REQUIRED WORK: Convert the items, from their start through the line containing "pixel 255 133", into a JSON list of strings with one string per line and no blank lines. Leave the pictures out.

Coordinate annotation items:
◆ ◆ ◆ ◆ ◆ ◆ ◆

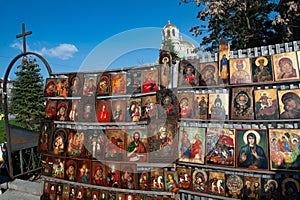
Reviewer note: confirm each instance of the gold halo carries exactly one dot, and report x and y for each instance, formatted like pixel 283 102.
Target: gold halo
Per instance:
pixel 243 62
pixel 259 58
pixel 255 133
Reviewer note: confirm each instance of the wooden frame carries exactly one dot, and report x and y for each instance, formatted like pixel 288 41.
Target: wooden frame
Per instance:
pixel 285 66
pixel 220 147
pixel 249 143
pixel 242 103
pixel 191 146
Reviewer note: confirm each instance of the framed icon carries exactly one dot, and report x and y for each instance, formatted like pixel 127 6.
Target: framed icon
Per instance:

◆ ◆ ◆ ◆ ◆ ◆ ◆

EXERCISE SOLUTION:
[
  "Reviewer note: confirm each instance of the gold halo carries exactly one dot, and report x and y for each instance, formatted like pixel 283 102.",
  "Target: gold halo",
  "Per instance:",
  "pixel 243 62",
  "pixel 259 58",
  "pixel 255 133"
]